- _What you need to do_
Repeat, exactly and completely, the entries shown underneath.

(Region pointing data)
▬▬▬

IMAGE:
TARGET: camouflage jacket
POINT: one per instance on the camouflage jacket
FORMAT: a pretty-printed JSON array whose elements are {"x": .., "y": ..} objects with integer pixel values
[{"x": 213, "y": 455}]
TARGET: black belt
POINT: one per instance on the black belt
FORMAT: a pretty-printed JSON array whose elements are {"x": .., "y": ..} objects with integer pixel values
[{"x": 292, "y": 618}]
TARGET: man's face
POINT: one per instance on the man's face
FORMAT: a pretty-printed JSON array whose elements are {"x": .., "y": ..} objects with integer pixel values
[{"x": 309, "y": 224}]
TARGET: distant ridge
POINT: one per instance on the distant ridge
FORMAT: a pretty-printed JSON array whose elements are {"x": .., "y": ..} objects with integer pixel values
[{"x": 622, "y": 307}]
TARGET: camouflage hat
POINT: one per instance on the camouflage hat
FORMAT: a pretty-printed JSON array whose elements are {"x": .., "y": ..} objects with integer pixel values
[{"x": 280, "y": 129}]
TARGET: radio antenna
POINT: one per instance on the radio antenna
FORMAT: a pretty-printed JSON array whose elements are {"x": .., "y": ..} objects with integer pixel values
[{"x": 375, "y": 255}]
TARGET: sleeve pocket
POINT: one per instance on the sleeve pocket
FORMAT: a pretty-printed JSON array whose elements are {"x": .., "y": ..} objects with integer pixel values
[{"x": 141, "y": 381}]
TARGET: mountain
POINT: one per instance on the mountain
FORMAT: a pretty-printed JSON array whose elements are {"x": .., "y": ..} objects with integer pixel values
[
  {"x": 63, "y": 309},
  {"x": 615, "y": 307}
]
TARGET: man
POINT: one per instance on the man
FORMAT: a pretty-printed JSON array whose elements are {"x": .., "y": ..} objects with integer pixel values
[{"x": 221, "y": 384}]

▬▬▬

- _Expected answer_
IMAGE:
TARGET: camouflage jacket
POINT: one per instance on the camouflage jacket
FORMAT: a pretty-printed JSON array whose elements are {"x": .., "y": ..} objects with integer pixel values
[{"x": 213, "y": 455}]
TARGET: black belt
POINT: one per instance on the black belt
FORMAT: a pretty-printed JSON array whose elements are {"x": .., "y": ..} objects with integer pixel values
[{"x": 292, "y": 618}]
TARGET: man's face
POINT: one per instance on the man's face
FORMAT: a pretty-printed JSON array whose elements are {"x": .., "y": ..} objects with integer pixel values
[{"x": 309, "y": 224}]
TARGET: distant ridge
POINT: one per instance on the distant ridge
FORMAT: a pretty-printed JSON array whose elements are {"x": .., "y": ..} objects with integer pixel values
[{"x": 622, "y": 307}]
TARGET: camouflage hat
POINT: one per instance on the camouflage hat
FORMAT: a pretty-printed JSON array whose elements are {"x": .., "y": ..} objects with integer pixel values
[{"x": 280, "y": 129}]
TARGET: radio antenna
POINT: one per instance on the radio antenna
FORMAT: a pretty-printed JSON array whose elements are {"x": .., "y": ..} objects with integer pixel values
[{"x": 375, "y": 255}]
TARGET: sleeve pocket
POINT: one per instance on the sleeve pocket
FORMAT: a pretty-printed JSON array whose elements are {"x": .., "y": ..} objects with integer pixel values
[{"x": 141, "y": 381}]
TARGET: mountain
POINT: one per instance on the mountain
FORMAT: a pretty-printed JSON array whose elements are {"x": .., "y": ..} objects with integer pixel values
[
  {"x": 63, "y": 309},
  {"x": 615, "y": 307}
]
TARGET: man
POINT: one per instance on the man
FORMAT: a pretty-printed JSON array whose elements are {"x": .., "y": ..} objects with integer pixel values
[{"x": 221, "y": 384}]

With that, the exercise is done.